Supplied text:
— Begin —
# ADA Do!aqua mini-M: Serendipity



## Randy Lau (Mar 29, 2008)

*Scape#4: Edited out.*

Scape #5: brought the left rock to the center.









The sand will not go into the tank. I just hate how AquaSoil crumbles so I use sand during this planning stage to aid me in my endless search for pleasing aesthetics.

Regards, 
Randy


----------



## oocfish (Jul 16, 2005)

What a cool wedding gift! Your sister is lucky. I like all the scapes but I really like #1.


----------



## amphirion (Nov 13, 2008)

i like the 5th one the most.
the first is a close second, but in my opinion, the rock on the far right should follow in a similar direction as the other rocks. if you want something to try to offset that direction, you can try manzanita branches.


----------



## trigun808 (May 18, 2008)

5 for me haha


----------



## Randy Lau (Mar 29, 2008)

Thanks for the comments keep them coming!

*oocfish* I hope she likes it. Deep down I think its an excuse for me to start another tank. :icon_roll

*amphirion* nice suggestions. I may not add manzanita however because I think I am going broke!

*trigun808 *I agree I think I am leaning more towards a natural layout.

More!

Scape # 6: Close enough to #5 but with some rotating and flipping.









Scape #7: I flipped the main center rock and discovered this angle.
*








*

I think I have ONE more layout in mind and that's it! I'll be making a decision soon.

Regards,
Randy


----------



## trigun808 (May 18, 2008)

5 or 6 still haha i like the way the big rock is


----------



## hyphination (Sep 25, 2008)

Cool rocks! don't know what your planning to use for flora but besides scape#1,3 and 7 I'm pretty sure your lower rocks will get lost in your FG plants. I'm digging scape 7 the mostroud:


----------



## dxiong5 (Sep 28, 2008)

This probably won't help since you are leaning towards other options, but I like #1. The rocks sticking up and out creates height; you wouldn't necessarily need tall plants then. Either way, great gift idea and keep us posted on your progress!


----------



## itzjustjeff (Apr 27, 2009)

i'm liking 5 and 7 roud:


----------



## CL (Mar 13, 2008)

I like 7 the best. What a nice gift you're creating


----------



## Randy Lau (Mar 29, 2008)

*Trigun808 *I must have stared at that big rock for a good 30min straight twisting and flipping and rotating before I bought it. 

*Hyphination* I will be using mini dwarf hairgrass sp. 'Japanese' as a foreground. I would love UG but can't find it locally yet. I think the lower rocks may be fine, I can always prop it up higher. Scape#7 I feel like i need something on the right as a counter-balance to that boulder-like piece.
— End —
Dataset excerpts:
— Begin —
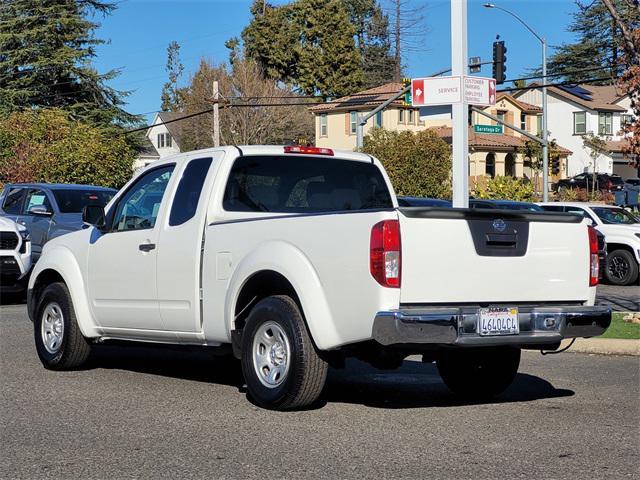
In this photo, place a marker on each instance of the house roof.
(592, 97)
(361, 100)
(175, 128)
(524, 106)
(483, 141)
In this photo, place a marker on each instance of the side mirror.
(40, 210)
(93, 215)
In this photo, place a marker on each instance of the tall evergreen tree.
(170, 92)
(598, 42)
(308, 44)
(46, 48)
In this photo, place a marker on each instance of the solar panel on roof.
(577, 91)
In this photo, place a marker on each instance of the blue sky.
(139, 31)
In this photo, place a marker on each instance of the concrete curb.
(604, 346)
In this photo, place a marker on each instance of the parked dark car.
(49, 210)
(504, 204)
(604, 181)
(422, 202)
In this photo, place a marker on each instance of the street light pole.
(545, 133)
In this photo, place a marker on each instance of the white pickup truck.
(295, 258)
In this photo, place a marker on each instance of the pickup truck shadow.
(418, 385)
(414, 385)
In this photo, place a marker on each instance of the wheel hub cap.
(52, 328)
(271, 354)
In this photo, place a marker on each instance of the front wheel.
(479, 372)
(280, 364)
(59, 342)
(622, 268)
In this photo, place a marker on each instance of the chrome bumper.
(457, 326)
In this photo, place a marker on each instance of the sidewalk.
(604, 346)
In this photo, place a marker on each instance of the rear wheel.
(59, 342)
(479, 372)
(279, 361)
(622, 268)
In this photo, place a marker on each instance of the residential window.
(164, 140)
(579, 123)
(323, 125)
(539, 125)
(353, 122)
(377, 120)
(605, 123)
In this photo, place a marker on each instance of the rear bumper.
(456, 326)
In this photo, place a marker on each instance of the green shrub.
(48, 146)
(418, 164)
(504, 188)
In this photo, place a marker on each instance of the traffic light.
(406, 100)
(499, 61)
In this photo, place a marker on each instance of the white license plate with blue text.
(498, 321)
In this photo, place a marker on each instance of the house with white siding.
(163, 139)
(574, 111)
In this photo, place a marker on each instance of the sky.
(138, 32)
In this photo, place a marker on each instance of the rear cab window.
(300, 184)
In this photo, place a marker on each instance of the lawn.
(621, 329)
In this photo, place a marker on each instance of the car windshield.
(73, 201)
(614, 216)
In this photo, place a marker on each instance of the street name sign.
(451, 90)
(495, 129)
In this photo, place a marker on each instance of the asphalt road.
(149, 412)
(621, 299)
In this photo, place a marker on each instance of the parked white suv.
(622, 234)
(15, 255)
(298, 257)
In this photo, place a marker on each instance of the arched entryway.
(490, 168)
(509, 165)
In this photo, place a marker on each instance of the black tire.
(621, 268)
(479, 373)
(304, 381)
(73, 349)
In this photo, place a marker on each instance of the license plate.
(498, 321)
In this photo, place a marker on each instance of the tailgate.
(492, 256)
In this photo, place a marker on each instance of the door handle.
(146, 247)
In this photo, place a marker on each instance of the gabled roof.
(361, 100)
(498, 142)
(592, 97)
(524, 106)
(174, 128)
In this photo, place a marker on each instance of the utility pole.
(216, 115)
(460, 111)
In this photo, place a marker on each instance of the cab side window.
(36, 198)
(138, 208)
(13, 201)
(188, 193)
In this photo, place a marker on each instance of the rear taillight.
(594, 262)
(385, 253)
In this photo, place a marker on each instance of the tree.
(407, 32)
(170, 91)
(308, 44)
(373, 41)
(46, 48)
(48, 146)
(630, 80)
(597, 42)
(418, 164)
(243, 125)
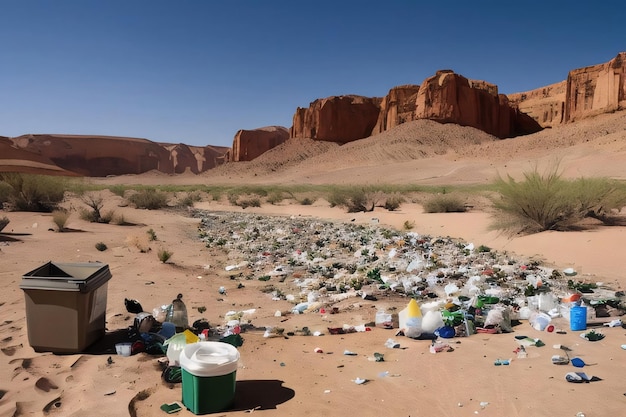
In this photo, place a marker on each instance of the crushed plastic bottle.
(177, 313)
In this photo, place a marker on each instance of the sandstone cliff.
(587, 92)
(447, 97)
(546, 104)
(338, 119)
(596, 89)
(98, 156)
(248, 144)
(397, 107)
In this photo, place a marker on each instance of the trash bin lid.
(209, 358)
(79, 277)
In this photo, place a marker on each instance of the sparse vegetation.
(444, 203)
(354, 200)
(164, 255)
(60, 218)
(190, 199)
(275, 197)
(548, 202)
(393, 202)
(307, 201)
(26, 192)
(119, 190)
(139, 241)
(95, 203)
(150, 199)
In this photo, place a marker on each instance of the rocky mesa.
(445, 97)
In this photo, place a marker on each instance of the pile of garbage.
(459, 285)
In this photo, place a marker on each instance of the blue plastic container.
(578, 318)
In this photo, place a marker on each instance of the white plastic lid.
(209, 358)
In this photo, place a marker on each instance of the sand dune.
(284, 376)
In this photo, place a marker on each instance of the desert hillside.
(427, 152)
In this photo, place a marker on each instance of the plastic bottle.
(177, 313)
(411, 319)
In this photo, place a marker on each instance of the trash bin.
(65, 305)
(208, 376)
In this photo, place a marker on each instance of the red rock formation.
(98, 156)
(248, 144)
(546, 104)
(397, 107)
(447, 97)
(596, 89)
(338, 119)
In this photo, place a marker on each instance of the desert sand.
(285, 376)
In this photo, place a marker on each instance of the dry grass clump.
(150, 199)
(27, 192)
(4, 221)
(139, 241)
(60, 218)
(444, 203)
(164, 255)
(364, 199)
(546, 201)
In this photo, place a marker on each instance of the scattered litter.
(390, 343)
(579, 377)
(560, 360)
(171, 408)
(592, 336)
— End —
To do:
**A.** Rewrite the paragraph in the aquarium forum thread that begins "This probably won't help" as a short bulleted list that keeps its main points.
**B.** Write the next part of the aquarium forum thread, picking up after its last post.

Answers for the exercise:
**A.**
- The writer prefers scape #1, though the thread starter is leaning toward other options.
- In #1, the rocks that stick up and out create height, so tall plants wouldn't necessarily be needed.
- The writer calls it a great gift idea and asks to be kept posted on progress.

**B.**
*dxiong5* I'll be sure to keep you all posted-so long as people are viewing! But thanks. And the funny thing is, Scape#1 took the least amount of time to throw together (maybe 5 seconds tops). Matter fact it was just something I did so I could take a picture and start a thread here. And it's getting some votes over some I spilled 30 minutes planning and piecing together!

*itzjustjeff* your member name should really be *HeyEveryoneItzJeff!* :icon_lol:. Those near the end took some real effort and 'rock whispering' to crank out! Glad you like them, too!

*CL* thanks. I don't know if this is a gift for her or for me. I am having so much fun building it.

I may go ahead and delete some pictures in this thread that are not receiving any love.

Regards,
Randy


----------



## Bonefish (Mar 14, 2009)

Ohh, the hardest stage: picking a layout.

My votes go to 6, 5, and 7, in that order. I wish I got gifts as awesome as this!

Dwarf HG should give it a soft, classic look. Any thoughts about using HC around some of those rocks?


----------



## Randy Lau (Mar 29, 2008)

*TsuRyuu* maybe on your birthday I'll buy some rocks and build you a scape and ship it to you ("Is he serious or joking?! :red_mouth). I thought about using HC to cycle the tank. I'm a HC growing maniac! My 20 gallon long tank is overflowing with it. That's the thing- I want this tank to be easy low maintenance. Once HC takes off it could really just take over the tank bottom covering the dwarf HG and rocks.

Regards,
Randy


----------



## Randy Lau (Mar 29, 2008)

**Update** I needed to add more rocks (funny story actually) and this is the layout I chose in order to make it work. Thanks for all the help guys.










Dwarf Puffer. I hope its a girl.









Curious gal.









I never thought I would use HC as a _background_ plant. Foreground I would like to use something low growing possibly UG or mini dwarf HG sp. 'Japan'. 

Thanks for looking comments welcomed. :icon_smil
Randy


----------



## Martin Schellinck (Jun 17, 2006)

Randy, I don't know if you've noticed this, but your rock layout is almost identical to my 60p on SFBAAPS haha. BTW, have you had any difficulties seeing posts lately? I haven't seen a single new post in about a week. My suggestion would be a HC foreground with a staurogyne sp. background (mine is a glosso foreground with staurogyne sp background). Check out this scape.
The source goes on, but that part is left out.